## Activity
If a line in the entries below includes "field", show that line.

Dataset records:
· · · ·

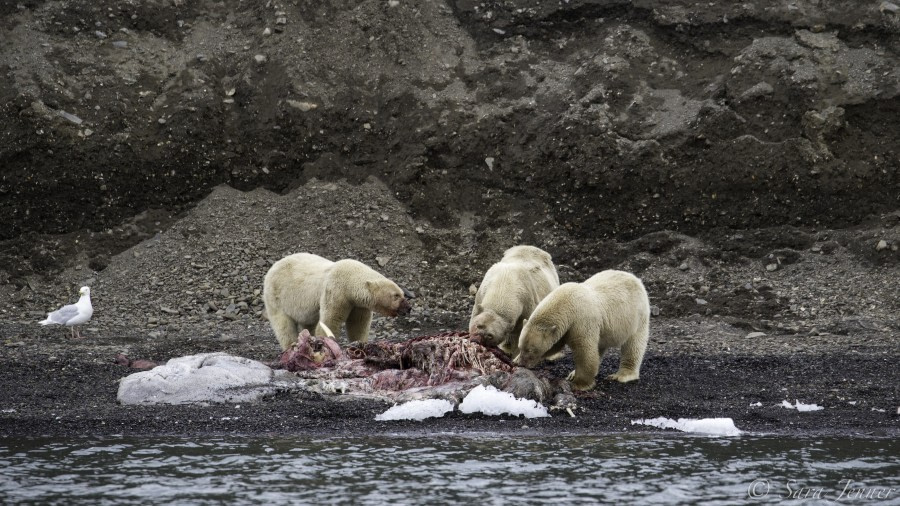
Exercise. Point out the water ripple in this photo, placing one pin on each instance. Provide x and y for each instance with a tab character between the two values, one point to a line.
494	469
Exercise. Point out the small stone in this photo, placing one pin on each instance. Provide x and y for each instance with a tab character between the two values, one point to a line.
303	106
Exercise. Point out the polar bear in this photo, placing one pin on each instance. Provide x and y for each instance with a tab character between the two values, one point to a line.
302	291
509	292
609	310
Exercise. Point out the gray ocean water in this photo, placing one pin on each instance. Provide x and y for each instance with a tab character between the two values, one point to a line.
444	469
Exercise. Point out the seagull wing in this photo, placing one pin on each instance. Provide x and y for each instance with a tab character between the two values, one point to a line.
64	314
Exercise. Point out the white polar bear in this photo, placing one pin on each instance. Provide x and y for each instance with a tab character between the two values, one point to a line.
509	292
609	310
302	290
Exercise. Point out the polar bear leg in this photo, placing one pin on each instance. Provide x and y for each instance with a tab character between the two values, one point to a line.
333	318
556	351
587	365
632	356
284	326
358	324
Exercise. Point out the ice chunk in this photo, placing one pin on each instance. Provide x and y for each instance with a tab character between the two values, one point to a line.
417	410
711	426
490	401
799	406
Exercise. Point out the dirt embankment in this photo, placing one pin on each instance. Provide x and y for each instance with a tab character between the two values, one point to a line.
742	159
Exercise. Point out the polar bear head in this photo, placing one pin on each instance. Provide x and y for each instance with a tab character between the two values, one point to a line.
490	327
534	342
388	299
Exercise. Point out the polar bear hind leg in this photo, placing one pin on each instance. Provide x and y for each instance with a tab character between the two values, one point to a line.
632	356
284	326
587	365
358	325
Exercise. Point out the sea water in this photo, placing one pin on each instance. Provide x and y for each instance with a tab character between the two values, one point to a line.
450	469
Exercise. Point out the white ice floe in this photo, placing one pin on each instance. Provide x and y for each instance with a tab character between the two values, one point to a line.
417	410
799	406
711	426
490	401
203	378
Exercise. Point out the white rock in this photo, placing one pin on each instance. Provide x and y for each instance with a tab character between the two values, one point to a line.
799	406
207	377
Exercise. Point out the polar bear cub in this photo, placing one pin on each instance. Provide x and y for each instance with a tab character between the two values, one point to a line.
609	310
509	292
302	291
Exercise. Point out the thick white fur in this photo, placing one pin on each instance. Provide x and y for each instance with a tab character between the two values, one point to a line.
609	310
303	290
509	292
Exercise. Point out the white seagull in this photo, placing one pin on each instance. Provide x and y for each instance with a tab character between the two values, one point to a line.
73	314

· · · ·

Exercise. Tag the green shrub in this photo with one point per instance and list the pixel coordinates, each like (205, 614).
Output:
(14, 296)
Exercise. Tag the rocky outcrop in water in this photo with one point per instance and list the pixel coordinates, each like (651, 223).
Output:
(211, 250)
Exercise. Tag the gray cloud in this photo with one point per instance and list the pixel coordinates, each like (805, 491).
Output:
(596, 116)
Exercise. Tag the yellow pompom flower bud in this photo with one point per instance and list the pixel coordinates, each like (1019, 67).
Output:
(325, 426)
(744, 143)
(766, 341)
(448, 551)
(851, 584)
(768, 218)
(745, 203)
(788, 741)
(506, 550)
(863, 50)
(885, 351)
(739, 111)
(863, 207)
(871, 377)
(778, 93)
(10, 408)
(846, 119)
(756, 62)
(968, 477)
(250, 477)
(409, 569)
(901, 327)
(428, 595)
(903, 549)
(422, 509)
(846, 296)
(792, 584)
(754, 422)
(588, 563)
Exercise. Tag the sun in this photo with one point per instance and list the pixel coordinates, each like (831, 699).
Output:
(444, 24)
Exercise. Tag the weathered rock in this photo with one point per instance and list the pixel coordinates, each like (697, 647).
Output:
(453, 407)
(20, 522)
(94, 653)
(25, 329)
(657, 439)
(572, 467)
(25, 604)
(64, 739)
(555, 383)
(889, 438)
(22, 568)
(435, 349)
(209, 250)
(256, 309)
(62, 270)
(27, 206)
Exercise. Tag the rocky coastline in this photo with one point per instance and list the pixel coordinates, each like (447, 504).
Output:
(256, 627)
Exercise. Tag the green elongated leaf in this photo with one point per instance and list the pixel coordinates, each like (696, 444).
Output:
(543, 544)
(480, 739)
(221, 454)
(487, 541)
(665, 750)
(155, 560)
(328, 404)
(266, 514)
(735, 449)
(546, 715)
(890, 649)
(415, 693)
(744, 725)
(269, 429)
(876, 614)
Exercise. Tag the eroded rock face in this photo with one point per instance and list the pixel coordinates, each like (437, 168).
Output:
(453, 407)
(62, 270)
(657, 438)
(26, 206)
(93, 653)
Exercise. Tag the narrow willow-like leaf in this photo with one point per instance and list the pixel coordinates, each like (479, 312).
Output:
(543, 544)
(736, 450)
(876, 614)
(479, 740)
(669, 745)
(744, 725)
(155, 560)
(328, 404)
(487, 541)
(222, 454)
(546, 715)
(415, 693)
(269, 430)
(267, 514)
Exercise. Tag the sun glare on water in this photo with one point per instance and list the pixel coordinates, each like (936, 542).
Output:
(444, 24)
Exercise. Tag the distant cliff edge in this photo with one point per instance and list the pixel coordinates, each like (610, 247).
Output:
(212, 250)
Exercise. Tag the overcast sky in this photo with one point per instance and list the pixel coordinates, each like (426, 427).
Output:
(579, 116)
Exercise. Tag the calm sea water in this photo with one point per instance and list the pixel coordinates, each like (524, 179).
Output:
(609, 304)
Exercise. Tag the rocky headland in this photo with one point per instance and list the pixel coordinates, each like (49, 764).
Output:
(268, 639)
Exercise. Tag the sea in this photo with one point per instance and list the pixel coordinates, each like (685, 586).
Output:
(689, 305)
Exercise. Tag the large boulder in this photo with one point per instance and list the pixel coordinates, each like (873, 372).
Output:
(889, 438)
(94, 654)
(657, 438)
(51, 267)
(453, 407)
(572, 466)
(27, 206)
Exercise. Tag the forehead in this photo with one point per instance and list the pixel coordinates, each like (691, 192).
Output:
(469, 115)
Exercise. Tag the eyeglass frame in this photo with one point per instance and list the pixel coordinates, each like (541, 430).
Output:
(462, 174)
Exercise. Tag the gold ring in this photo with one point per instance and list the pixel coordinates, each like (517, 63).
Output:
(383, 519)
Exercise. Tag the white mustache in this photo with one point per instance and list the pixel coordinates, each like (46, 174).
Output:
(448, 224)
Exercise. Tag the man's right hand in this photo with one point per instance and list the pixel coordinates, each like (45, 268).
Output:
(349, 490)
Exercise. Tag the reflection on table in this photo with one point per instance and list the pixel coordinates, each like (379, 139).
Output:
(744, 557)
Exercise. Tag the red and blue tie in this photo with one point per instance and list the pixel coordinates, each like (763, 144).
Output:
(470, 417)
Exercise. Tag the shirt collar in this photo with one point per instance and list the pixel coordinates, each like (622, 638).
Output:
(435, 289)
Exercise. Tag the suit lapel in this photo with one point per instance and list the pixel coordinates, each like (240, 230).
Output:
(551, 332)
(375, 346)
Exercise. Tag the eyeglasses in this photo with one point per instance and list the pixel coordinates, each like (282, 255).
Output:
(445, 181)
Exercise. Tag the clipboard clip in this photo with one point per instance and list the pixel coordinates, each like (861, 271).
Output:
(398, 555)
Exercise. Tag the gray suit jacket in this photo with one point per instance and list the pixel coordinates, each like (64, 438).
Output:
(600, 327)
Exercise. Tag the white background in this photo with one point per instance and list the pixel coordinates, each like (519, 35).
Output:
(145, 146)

· · · ·

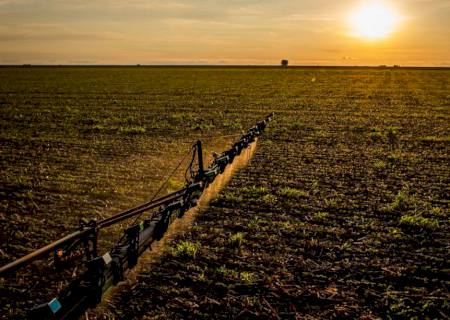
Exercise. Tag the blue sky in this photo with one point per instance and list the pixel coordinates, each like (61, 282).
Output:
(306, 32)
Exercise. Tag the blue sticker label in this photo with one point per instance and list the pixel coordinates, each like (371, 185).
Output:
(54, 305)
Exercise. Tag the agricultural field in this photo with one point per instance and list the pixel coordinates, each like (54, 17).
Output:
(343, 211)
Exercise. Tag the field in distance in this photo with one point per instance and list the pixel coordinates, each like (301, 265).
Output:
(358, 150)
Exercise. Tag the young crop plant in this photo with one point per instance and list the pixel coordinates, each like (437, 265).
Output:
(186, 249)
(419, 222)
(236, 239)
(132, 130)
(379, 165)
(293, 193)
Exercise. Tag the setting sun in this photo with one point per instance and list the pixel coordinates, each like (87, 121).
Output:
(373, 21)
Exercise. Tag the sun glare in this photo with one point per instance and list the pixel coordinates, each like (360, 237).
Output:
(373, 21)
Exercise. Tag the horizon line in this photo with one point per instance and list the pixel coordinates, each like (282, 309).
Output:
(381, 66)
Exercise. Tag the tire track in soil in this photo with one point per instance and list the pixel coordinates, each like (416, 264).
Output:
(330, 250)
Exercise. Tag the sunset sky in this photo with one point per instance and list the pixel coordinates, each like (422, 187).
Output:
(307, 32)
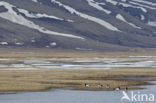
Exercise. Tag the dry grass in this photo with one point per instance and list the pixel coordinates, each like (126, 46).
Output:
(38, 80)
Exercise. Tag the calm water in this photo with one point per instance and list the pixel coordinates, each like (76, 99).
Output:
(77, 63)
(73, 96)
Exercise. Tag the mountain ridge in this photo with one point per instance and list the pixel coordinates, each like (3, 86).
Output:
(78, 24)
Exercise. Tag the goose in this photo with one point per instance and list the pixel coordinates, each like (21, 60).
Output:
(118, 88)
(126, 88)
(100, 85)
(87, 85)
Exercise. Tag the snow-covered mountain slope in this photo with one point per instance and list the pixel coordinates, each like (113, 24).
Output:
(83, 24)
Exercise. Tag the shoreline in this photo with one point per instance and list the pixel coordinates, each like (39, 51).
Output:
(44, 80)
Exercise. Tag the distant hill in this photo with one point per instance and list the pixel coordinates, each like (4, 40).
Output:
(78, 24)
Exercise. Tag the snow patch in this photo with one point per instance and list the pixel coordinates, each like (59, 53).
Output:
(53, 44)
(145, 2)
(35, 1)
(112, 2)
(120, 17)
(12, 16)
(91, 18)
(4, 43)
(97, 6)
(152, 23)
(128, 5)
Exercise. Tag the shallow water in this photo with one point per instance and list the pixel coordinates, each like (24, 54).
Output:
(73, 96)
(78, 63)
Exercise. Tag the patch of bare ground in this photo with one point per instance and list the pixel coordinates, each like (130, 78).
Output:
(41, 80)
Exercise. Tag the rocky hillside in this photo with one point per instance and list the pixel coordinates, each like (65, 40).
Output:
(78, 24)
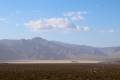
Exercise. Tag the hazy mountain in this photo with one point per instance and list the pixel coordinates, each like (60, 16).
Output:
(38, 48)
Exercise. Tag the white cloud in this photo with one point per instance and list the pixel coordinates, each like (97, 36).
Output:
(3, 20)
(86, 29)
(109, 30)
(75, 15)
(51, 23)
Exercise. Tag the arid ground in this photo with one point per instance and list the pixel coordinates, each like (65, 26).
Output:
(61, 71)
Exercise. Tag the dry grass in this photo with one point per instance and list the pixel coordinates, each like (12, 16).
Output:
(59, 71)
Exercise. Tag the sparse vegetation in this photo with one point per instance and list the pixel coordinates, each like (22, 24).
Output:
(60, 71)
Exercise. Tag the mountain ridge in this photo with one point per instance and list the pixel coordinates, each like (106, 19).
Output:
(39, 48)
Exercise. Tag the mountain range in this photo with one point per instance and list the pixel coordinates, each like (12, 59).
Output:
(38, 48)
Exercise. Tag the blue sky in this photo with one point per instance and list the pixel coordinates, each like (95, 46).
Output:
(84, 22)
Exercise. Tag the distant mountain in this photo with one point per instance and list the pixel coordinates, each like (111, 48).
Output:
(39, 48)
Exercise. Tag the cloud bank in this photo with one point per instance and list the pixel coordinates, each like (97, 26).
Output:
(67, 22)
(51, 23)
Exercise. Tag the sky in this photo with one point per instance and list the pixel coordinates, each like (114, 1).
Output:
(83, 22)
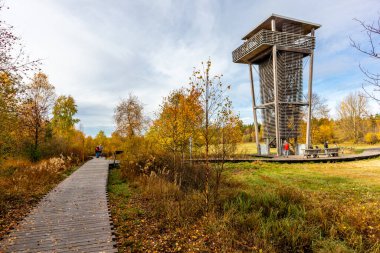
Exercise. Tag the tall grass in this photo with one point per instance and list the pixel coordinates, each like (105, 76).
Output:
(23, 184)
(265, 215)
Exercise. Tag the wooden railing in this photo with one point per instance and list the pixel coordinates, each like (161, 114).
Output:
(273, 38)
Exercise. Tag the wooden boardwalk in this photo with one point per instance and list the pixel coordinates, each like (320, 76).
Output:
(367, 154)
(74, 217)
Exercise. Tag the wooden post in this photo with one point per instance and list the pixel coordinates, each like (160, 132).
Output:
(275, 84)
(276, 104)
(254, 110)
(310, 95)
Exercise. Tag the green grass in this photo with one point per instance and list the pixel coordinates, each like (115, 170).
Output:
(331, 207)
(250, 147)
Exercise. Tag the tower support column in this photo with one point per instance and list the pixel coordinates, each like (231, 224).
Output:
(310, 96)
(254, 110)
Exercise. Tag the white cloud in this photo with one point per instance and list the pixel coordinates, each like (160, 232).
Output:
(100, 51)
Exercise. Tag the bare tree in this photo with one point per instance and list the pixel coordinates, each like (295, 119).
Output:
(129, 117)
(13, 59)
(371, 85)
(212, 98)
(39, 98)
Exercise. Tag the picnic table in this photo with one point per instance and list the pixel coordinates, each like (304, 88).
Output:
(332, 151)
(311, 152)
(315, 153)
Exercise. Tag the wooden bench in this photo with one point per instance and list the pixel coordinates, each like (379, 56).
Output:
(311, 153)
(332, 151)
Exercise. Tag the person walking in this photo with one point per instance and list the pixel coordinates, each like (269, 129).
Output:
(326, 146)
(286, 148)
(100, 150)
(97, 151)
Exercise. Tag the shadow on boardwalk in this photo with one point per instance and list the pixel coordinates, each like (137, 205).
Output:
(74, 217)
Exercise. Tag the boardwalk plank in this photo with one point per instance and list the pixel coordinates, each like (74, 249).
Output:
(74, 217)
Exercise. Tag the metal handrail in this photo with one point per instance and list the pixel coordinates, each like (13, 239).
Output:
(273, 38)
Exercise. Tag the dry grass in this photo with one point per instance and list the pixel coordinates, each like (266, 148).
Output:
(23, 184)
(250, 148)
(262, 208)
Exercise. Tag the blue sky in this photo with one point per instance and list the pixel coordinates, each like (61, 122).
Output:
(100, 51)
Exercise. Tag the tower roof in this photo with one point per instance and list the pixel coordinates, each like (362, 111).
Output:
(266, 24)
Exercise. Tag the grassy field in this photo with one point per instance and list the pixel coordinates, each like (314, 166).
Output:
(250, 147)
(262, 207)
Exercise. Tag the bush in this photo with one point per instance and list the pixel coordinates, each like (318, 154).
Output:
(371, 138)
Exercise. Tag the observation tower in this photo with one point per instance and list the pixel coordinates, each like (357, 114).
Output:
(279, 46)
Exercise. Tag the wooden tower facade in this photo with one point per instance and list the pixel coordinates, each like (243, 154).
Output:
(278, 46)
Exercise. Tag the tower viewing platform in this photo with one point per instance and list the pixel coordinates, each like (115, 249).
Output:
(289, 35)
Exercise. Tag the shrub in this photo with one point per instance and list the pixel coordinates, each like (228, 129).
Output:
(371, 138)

· · · ·

## Reply to the exercise
Exercise. Tag the agricultural field in this photo with one point per instance and list the pixel coordinates, each like (54, 17).
Exercise. Tag the field in distance in this photo with one point per instance and list the pixel coordinates, each like (301, 265).
Exercise. Tag the grassy field in this photo with one point per instance and list the pixel coordinates, each like (314, 166).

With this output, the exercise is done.